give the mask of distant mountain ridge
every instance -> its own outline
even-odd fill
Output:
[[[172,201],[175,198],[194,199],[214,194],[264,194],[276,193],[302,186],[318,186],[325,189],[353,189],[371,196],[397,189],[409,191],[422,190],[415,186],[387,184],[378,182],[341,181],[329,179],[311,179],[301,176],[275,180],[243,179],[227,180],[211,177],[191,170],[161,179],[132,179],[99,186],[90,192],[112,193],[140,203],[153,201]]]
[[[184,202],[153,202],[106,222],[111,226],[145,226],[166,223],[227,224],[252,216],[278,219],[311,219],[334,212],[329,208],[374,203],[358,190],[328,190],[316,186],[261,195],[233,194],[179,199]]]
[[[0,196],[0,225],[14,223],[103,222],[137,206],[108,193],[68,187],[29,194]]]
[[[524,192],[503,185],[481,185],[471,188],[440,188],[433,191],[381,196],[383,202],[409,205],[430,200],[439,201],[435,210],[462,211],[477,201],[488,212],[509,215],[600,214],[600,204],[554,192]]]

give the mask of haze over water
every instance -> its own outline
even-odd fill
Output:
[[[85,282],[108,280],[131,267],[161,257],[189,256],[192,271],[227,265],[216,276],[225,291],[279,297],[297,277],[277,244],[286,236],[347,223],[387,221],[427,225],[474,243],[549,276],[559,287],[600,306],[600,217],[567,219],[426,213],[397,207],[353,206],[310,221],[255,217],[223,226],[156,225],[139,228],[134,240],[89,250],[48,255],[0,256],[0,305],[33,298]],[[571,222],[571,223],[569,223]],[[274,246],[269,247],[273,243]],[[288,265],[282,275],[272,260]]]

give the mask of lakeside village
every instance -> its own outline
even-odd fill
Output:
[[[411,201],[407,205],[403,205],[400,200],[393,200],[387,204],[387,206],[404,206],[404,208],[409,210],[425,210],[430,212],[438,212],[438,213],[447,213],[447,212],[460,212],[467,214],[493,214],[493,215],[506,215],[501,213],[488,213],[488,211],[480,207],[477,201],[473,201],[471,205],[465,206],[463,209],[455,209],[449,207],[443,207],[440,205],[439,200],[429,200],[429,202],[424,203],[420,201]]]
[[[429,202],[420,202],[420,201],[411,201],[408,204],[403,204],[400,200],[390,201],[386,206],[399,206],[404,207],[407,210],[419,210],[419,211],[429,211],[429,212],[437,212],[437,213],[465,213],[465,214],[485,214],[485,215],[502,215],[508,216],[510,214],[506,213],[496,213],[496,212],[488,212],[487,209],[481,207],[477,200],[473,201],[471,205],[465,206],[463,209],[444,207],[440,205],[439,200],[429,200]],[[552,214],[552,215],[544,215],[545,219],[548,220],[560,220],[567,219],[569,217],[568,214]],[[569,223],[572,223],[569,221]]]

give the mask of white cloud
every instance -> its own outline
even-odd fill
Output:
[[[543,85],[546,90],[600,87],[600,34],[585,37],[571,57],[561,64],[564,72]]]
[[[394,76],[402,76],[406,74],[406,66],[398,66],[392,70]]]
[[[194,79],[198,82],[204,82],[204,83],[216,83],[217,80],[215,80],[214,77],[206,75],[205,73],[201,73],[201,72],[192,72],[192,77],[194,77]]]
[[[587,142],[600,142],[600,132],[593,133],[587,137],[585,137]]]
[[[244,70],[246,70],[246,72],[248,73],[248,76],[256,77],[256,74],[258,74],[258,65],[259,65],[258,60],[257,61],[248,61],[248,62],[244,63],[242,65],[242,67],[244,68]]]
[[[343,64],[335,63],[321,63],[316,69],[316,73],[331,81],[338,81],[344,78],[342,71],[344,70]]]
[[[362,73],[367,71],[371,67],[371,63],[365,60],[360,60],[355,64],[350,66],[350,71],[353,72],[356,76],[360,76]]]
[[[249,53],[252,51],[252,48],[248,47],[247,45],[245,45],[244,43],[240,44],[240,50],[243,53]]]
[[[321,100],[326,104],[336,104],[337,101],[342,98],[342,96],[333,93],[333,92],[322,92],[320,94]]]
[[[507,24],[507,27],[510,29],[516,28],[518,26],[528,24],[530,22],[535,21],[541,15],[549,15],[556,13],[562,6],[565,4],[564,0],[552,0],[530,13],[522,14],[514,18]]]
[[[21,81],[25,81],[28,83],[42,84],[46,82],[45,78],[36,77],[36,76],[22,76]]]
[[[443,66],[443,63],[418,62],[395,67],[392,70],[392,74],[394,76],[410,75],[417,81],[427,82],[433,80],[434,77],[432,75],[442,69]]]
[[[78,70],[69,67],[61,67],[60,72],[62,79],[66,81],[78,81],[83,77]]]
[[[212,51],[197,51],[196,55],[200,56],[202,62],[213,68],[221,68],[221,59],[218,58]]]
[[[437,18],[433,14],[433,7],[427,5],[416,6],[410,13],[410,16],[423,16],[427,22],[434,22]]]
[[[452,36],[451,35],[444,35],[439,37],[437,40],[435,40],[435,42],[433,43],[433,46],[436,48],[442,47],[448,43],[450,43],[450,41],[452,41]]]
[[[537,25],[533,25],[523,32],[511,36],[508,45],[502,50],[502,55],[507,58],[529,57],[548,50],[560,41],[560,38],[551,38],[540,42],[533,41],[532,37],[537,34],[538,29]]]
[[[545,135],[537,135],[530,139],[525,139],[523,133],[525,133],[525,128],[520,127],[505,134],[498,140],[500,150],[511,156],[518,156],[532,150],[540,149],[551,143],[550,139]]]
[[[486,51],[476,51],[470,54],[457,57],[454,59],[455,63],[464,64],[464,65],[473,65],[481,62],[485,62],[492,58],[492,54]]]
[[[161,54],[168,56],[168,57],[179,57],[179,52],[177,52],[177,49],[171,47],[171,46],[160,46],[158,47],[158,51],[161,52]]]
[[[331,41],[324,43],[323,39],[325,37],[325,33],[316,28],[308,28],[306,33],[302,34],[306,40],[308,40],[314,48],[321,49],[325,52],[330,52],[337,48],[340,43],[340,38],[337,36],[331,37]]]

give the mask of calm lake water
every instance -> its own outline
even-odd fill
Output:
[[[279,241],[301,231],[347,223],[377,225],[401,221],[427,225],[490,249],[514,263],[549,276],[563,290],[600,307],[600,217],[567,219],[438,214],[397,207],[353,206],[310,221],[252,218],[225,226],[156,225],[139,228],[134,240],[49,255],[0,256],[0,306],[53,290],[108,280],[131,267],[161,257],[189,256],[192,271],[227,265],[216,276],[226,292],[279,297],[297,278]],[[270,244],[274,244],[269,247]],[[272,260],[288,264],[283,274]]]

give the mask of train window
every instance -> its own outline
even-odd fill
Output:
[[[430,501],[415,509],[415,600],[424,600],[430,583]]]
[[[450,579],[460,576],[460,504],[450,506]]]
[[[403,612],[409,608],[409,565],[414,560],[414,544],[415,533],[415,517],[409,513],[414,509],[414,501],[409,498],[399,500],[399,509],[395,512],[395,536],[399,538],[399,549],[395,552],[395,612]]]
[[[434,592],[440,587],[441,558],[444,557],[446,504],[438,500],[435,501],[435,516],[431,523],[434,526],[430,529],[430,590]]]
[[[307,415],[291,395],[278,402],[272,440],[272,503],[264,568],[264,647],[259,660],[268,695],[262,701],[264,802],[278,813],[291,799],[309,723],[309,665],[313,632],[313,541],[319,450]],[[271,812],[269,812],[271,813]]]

**Exercise prompt**
Reproduce all of the material above, line for line and without any changes.

**Result of this exercise**
give the mask of distant mountain ridge
every instance -> its own outline
even-odd fill
Output:
[[[172,201],[175,198],[194,199],[214,194],[264,194],[276,193],[302,186],[318,186],[325,189],[353,189],[371,196],[397,189],[409,191],[422,190],[415,186],[387,184],[378,182],[341,181],[329,179],[311,179],[301,176],[275,180],[243,179],[227,180],[211,177],[191,170],[161,179],[132,179],[99,186],[90,192],[112,193],[140,203],[153,201]]]
[[[184,202],[153,202],[106,222],[111,226],[145,226],[166,223],[227,224],[252,216],[278,219],[311,219],[334,212],[329,208],[374,203],[358,190],[328,190],[316,186],[261,195],[233,194],[179,199]]]
[[[0,196],[0,225],[14,223],[103,222],[137,206],[108,193],[68,187],[29,194]]]
[[[524,192],[503,185],[481,185],[471,188],[440,188],[433,191],[381,196],[383,202],[409,205],[430,200],[439,201],[435,210],[462,211],[477,201],[488,212],[509,215],[600,214],[600,204],[554,192]]]

give the mask of haze over water
every instance -> its own outline
even-odd fill
Output:
[[[85,282],[108,280],[131,267],[161,257],[189,256],[192,271],[227,265],[216,276],[225,291],[279,297],[297,277],[277,244],[286,236],[347,223],[387,221],[427,225],[474,243],[549,276],[559,287],[600,306],[600,217],[567,219],[426,213],[397,207],[353,206],[310,221],[255,217],[223,226],[156,225],[139,228],[134,240],[89,250],[48,255],[0,256],[0,305],[33,298]],[[571,222],[571,223],[569,223]],[[274,246],[269,247],[273,243]],[[288,265],[282,275],[272,260]]]

give the mask of lakeside village
every instance -> its own outline
even-odd fill
Output:
[[[411,201],[407,205],[403,205],[400,200],[393,200],[387,204],[387,206],[404,206],[404,208],[409,210],[425,210],[430,212],[438,212],[438,213],[447,213],[447,212],[460,212],[467,214],[493,214],[493,215],[506,215],[501,213],[488,213],[488,211],[480,207],[477,201],[473,201],[471,205],[465,206],[463,209],[455,209],[449,207],[443,207],[440,205],[439,200],[429,200],[429,202],[424,203],[420,201]]]
[[[429,202],[420,202],[420,201],[411,201],[408,204],[403,204],[400,200],[390,201],[386,206],[399,206],[404,207],[407,210],[419,210],[419,211],[429,211],[429,212],[437,212],[437,213],[465,213],[465,214],[485,214],[485,215],[502,215],[508,216],[510,214],[506,213],[496,213],[496,212],[488,212],[487,209],[481,207],[477,200],[473,201],[471,205],[465,206],[463,209],[444,207],[440,205],[439,200],[429,200]],[[552,214],[552,215],[544,215],[545,219],[548,220],[560,220],[567,219],[569,217],[568,214]],[[569,223],[572,223],[569,221]]]

give the mask of white cloud
every instance -> its own outline
even-odd fill
Output:
[[[543,85],[546,90],[600,87],[600,34],[585,37],[571,57],[561,64],[564,72]]]
[[[394,76],[402,76],[406,74],[406,66],[398,66],[392,70]]]
[[[194,79],[198,82],[204,82],[204,83],[216,83],[217,80],[215,80],[214,77],[206,75],[205,73],[201,73],[201,72],[192,72],[192,77],[194,77]]]
[[[587,142],[600,142],[600,132],[593,133],[587,137],[585,137]]]
[[[244,70],[246,70],[246,72],[248,73],[248,76],[256,77],[256,74],[258,74],[258,65],[259,65],[258,60],[257,61],[248,61],[248,62],[244,63],[242,65],[242,67],[244,68]]]
[[[343,64],[335,63],[321,63],[316,69],[316,73],[331,81],[338,81],[344,78],[342,71],[344,70]]]
[[[362,73],[367,71],[371,67],[371,63],[365,60],[360,60],[355,64],[350,66],[350,71],[353,72],[356,76],[360,76]]]
[[[249,53],[252,51],[252,48],[248,47],[247,45],[245,45],[244,43],[240,44],[240,50],[243,53]]]
[[[321,100],[326,104],[336,104],[337,101],[342,98],[342,96],[333,93],[333,92],[322,92],[320,94]]]
[[[507,24],[507,27],[510,29],[516,28],[518,26],[528,24],[530,22],[535,21],[541,15],[549,15],[556,13],[562,6],[565,4],[564,0],[552,0],[530,13],[522,14],[514,18]]]
[[[21,81],[25,81],[28,83],[42,84],[46,82],[45,78],[36,77],[36,76],[22,76]]]
[[[443,66],[443,63],[418,62],[395,67],[392,70],[392,74],[394,76],[410,75],[417,81],[427,82],[433,80],[434,77],[432,75],[442,69]]]
[[[78,70],[69,67],[61,67],[60,72],[62,79],[66,81],[78,81],[83,77]]]
[[[212,51],[197,51],[196,55],[200,56],[202,62],[213,68],[221,68],[221,59],[218,58]]]
[[[437,18],[433,14],[433,7],[427,5],[416,6],[410,13],[410,16],[423,16],[427,22],[434,22]]]
[[[452,36],[451,35],[444,35],[439,37],[437,40],[435,40],[435,42],[433,43],[433,46],[436,48],[442,47],[448,43],[450,43],[450,41],[452,41]]]
[[[537,25],[533,25],[523,32],[511,36],[508,45],[502,50],[502,55],[507,58],[529,57],[548,50],[560,41],[560,38],[551,38],[540,42],[533,41],[532,37],[537,34],[538,29]]]
[[[545,135],[537,135],[530,139],[525,139],[523,133],[525,133],[525,128],[520,127],[505,134],[498,140],[500,150],[511,156],[518,156],[532,150],[540,149],[551,143],[550,139]]]
[[[486,51],[476,51],[470,54],[457,57],[454,59],[455,63],[464,64],[464,65],[473,65],[481,62],[485,62],[492,58],[492,54]]]
[[[161,54],[168,56],[168,57],[179,57],[179,52],[177,52],[177,49],[171,47],[171,46],[160,46],[158,47],[158,51],[161,52]]]
[[[331,41],[324,43],[323,39],[325,37],[325,33],[316,28],[308,28],[306,33],[302,34],[306,40],[308,40],[314,48],[321,49],[325,52],[330,52],[337,48],[340,43],[340,38],[337,36],[331,37]]]

give the mask of calm lake water
every instance -> its own outline
even-odd fill
Output:
[[[279,241],[301,231],[347,223],[377,225],[401,221],[427,225],[490,249],[514,263],[549,276],[563,290],[600,307],[600,217],[567,219],[438,214],[397,207],[353,206],[310,221],[252,218],[225,226],[156,225],[139,228],[134,240],[49,255],[0,256],[0,306],[53,290],[108,280],[131,267],[161,257],[189,256],[192,271],[227,265],[216,276],[226,292],[279,297],[297,278]],[[270,244],[274,244],[269,247]],[[272,260],[288,264],[283,274]]]

give the mask of train window
every instance -> its own outline
even-odd fill
Output:
[[[430,501],[415,509],[415,600],[424,600],[430,583]]]
[[[450,579],[460,576],[460,504],[450,506]]]
[[[403,612],[409,608],[409,565],[414,560],[414,544],[415,533],[415,517],[409,513],[414,509],[414,501],[409,498],[399,500],[399,509],[395,512],[395,536],[399,538],[399,549],[395,552],[395,612]]]
[[[434,592],[440,587],[441,558],[444,557],[446,504],[438,500],[435,501],[435,516],[431,523],[434,526],[430,529],[430,590]]]
[[[307,415],[291,395],[278,402],[272,440],[272,503],[264,568],[264,647],[259,660],[268,695],[262,701],[264,802],[278,813],[291,799],[309,723],[309,665],[313,632],[313,541],[319,450]],[[271,812],[269,812],[271,813]]]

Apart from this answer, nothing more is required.